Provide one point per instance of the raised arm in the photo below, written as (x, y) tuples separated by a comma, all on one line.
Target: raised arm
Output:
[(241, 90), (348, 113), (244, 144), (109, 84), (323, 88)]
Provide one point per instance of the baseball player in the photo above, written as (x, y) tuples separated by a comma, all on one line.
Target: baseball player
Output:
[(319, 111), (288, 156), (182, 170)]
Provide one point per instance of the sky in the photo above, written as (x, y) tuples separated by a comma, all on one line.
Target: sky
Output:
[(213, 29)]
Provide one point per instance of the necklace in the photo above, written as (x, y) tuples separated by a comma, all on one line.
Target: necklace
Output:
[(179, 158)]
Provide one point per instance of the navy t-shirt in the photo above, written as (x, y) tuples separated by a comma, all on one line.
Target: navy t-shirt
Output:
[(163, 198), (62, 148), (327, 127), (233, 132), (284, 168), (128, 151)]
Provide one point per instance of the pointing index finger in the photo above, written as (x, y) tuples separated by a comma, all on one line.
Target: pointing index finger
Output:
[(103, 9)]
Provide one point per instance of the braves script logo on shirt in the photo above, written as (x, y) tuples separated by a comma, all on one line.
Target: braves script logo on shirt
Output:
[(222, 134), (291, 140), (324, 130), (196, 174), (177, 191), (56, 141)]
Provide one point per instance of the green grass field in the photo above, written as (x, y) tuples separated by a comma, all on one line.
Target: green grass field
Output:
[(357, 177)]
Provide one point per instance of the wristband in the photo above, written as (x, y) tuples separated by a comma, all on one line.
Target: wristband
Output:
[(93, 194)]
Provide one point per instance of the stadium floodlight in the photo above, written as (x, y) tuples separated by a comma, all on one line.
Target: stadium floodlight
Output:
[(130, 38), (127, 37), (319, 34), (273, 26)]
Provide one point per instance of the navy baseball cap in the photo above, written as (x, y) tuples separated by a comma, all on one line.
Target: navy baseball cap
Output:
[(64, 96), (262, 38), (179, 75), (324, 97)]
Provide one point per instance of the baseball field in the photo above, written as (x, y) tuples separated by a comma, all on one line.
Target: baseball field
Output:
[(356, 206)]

--- --- ---

_DIRECTIONS FOR THIS TASK_.
Please rewrite every row above with each "tuples" changed to "pairs" and everything else left unchanged.

_COMPLETE ANSWER_.
Provide one point per instance of the raised arm in the photo below, written as (x, y) pairs separated by a comma, all on one line.
Target: raised arm
Output:
[(241, 90), (348, 113), (244, 144), (109, 84), (323, 88)]
Provide one point per instance of the baseball player in the photo above, written as (x, y) pairs separated by a comma, all on one line.
Target: baseball player
Output:
[(319, 111), (288, 156), (182, 170)]
Provide one point per instance of the sky in the photo above, written as (x, y) pairs separated by a comma, all on one line.
Target: sky
Output:
[(213, 29)]
Provide one point per instance of the necklace in the photo above, written as (x, y) pairs separated by a comma, all on one line.
Target: necklace
Output:
[(179, 158)]
Provide one point per instance of the navy t-shirt in the photo above, written as (x, y) pairs separated by a comma, all on one line.
Target: navy t-shirt
Output:
[(163, 198), (62, 148), (327, 127), (233, 132), (284, 168), (128, 151)]
Provide one point per instance of the pointing index finger in the photo above, written as (x, y) pairs separated by a comma, all on one line.
Target: pointing index finger
Output:
[(103, 9)]
Provide one point per instance of the braves script logo on shirt in the photo above, written as (x, y) pairs separated by a comma, all on one line.
Target: braves script logo on shirt
Output:
[(222, 134), (291, 140), (324, 130), (196, 174), (177, 191), (56, 141)]
Provide one point per instance of the green grass field in the photo above, written as (x, y) pairs separated by a comma, all on one line.
Target: green grass field
Output:
[(357, 177)]
Provide one point per instance of the wristband in the photo above, written as (x, y) pairs separated by a comma, all on one line.
Target: wristband
Output:
[(93, 194)]
Provide one point per instance of the stadium floodlight in the photo above, written as (x, y) pairs separated by a comma, all on one line.
Target: stadium floodlight
Output:
[(130, 38), (127, 37), (319, 34), (273, 26)]
Provide one point per instance of the navy baseball cap in the photo above, written as (x, y) pairs separated by a comma, all on one line.
Target: navy baseball cap
Output:
[(64, 96), (262, 38), (179, 75), (324, 97)]
Provide one point per instance of the baseball field in the photo above, written as (x, y) pairs separated by a comma, all on one line.
Target: baseball field
Output:
[(356, 206)]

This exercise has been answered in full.